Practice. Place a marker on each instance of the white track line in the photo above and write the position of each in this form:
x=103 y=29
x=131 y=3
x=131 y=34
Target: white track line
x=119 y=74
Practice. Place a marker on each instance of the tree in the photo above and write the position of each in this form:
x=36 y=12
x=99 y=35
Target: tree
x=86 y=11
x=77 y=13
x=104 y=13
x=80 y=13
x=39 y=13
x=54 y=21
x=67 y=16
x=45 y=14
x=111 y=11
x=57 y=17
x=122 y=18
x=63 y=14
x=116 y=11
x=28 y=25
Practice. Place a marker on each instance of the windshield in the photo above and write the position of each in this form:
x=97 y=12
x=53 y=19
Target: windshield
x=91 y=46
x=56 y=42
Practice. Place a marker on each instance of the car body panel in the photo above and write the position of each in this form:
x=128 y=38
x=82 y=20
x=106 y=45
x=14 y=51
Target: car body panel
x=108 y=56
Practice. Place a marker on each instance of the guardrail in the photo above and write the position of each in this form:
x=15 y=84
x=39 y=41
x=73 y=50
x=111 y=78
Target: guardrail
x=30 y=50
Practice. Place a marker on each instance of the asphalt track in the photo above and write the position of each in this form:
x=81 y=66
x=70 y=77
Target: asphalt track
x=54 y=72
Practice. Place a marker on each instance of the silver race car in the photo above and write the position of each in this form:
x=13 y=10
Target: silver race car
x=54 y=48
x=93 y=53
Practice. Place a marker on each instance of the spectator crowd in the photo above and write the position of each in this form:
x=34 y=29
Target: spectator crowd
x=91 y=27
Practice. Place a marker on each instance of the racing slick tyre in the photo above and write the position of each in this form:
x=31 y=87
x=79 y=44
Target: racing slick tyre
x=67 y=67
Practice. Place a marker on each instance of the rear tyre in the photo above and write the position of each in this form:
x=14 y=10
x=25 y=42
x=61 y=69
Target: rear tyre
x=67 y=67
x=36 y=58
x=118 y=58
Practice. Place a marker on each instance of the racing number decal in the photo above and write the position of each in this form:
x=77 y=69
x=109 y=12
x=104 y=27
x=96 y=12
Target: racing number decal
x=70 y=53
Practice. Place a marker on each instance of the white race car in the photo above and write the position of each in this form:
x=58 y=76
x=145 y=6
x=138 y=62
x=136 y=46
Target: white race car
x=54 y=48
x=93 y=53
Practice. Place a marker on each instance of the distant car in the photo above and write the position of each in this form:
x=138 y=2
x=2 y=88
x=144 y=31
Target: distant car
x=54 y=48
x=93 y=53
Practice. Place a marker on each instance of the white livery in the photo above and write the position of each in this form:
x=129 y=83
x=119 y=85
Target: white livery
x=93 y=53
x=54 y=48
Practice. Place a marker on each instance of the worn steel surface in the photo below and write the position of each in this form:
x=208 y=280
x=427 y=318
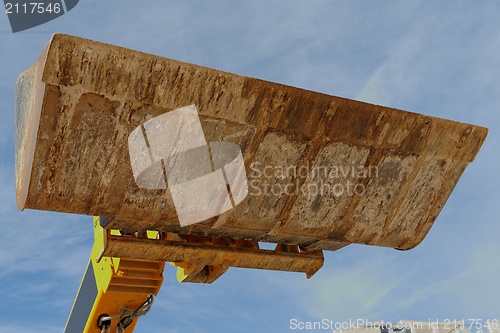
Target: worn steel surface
x=210 y=254
x=323 y=171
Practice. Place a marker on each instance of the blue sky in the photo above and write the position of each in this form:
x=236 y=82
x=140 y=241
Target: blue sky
x=440 y=58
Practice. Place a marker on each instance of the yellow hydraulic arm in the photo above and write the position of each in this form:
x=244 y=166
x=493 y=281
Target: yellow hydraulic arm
x=114 y=291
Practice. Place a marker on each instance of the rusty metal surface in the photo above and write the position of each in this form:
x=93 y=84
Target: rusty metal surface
x=203 y=255
x=92 y=95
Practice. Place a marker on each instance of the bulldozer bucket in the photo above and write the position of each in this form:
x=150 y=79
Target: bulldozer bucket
x=318 y=171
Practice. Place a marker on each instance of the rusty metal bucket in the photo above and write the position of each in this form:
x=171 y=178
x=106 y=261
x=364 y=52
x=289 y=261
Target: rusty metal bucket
x=322 y=171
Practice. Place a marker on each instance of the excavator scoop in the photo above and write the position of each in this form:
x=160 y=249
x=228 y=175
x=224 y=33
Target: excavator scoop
x=96 y=123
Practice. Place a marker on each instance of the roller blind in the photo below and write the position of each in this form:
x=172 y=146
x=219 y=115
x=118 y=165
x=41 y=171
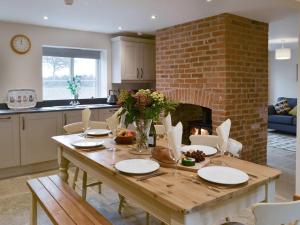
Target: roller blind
x=71 y=53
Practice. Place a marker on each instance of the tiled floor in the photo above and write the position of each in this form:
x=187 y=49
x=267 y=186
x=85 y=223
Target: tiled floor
x=15 y=198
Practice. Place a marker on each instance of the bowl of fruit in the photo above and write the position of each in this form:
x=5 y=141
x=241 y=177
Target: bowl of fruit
x=125 y=136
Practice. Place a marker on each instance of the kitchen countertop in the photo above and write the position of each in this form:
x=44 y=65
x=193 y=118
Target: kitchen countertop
x=55 y=108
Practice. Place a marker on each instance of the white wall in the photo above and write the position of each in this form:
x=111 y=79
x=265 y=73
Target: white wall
x=282 y=77
x=25 y=71
x=298 y=131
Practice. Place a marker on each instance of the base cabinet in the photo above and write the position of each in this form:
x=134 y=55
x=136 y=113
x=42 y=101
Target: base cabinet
x=10 y=141
x=36 y=131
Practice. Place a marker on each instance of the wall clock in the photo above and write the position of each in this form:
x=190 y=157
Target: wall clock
x=20 y=44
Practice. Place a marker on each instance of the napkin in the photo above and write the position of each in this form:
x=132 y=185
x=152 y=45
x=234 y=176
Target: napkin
x=167 y=122
x=113 y=122
x=223 y=132
x=86 y=114
x=174 y=135
x=234 y=147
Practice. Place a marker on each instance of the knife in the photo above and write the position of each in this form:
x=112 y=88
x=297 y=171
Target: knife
x=146 y=177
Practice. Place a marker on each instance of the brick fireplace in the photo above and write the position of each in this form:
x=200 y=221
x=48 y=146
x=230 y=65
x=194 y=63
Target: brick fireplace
x=221 y=63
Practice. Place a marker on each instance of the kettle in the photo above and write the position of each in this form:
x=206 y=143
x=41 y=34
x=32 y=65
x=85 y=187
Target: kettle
x=112 y=98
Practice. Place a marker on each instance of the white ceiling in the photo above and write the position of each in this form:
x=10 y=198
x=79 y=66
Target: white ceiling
x=134 y=15
x=287 y=30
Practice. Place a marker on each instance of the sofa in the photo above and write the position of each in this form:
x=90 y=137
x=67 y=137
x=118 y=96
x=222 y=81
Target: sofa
x=284 y=123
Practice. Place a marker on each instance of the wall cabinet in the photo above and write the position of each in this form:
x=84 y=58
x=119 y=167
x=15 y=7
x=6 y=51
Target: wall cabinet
x=10 y=141
x=106 y=113
x=76 y=116
x=36 y=131
x=133 y=59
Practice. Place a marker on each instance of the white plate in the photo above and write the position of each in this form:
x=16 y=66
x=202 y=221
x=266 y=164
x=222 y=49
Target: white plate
x=137 y=166
x=208 y=150
x=87 y=144
x=98 y=132
x=223 y=175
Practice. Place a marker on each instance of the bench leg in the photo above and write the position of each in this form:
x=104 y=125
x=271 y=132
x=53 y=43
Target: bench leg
x=63 y=165
x=33 y=210
x=75 y=177
x=84 y=185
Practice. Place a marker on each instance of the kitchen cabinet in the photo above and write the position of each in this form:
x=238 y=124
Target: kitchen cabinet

◇ ◇ ◇ ◇ ◇ ◇ ◇

» **TASK OBJECTIVE**
Give nothing but the number of lines in the entries that include "below".

» **RESULT OF THE EXERCISE**
2